- [Work to complete]
Convert every line of the entries that follow into a Markdown table with two columns, "Number" for the row number and "Text" for the line itself. Leave out the blank lines.
------ Material to process ------
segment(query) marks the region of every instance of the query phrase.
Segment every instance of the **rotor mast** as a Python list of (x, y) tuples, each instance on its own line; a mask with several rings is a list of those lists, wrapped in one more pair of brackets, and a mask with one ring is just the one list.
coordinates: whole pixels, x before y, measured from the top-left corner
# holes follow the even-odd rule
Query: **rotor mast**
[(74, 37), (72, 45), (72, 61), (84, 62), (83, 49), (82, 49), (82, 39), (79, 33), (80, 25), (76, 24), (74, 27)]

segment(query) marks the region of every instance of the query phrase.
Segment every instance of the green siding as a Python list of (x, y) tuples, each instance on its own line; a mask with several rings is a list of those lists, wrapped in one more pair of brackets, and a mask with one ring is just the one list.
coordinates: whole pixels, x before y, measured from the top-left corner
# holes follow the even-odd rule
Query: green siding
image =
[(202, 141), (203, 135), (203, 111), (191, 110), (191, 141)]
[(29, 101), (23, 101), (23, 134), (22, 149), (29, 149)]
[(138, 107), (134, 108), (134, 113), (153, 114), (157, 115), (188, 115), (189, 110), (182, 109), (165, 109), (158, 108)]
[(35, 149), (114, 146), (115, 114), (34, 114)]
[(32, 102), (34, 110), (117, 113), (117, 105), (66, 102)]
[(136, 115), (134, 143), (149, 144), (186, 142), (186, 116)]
------
- [Task answer]
| Number | Text |
|---|---|
| 1 | segment(query) marks the region of every instance of the query phrase. |
| 2 | Segment every instance of the **rotor mast** as a Python list of (x, y) tuples, each instance on its own line; a mask with several rings is a list of those lists, wrapped in one more pair of brackets, and a mask with one ring is just the one list. |
| 3 | coordinates: whole pixels, x before y, measured from the top-left corner |
| 4 | # holes follow the even-odd rule |
| 5 | Query: **rotor mast** |
| 6 | [(74, 37), (72, 45), (72, 61), (84, 62), (83, 49), (82, 49), (82, 39), (79, 33), (80, 25), (76, 24), (74, 27)] |
| 7 | segment(query) marks the region of every instance of the query phrase. |
| 8 | Segment every instance of the green siding as a Python list of (x, y) tuples, each instance on its own line; a mask with several rings is a list of those lists, wrapped in one more pair of brackets, and a mask with one ring is just the one list. |
| 9 | coordinates: whole pixels, x before y, measured from the top-left corner |
| 10 | # holes follow the even-odd rule |
| 11 | Query: green siding |
| 12 | image = |
| 13 | [(202, 141), (203, 135), (203, 111), (191, 110), (191, 141)] |
| 14 | [(29, 101), (23, 101), (23, 134), (22, 149), (29, 149)] |
| 15 | [(138, 107), (134, 108), (134, 113), (153, 114), (157, 115), (188, 115), (189, 110), (182, 109), (165, 109), (158, 108)] |
| 16 | [(35, 149), (114, 146), (115, 114), (34, 114)] |
| 17 | [(32, 102), (34, 110), (117, 113), (117, 105), (66, 102)] |
| 18 | [(136, 115), (134, 143), (149, 144), (186, 142), (186, 116)] |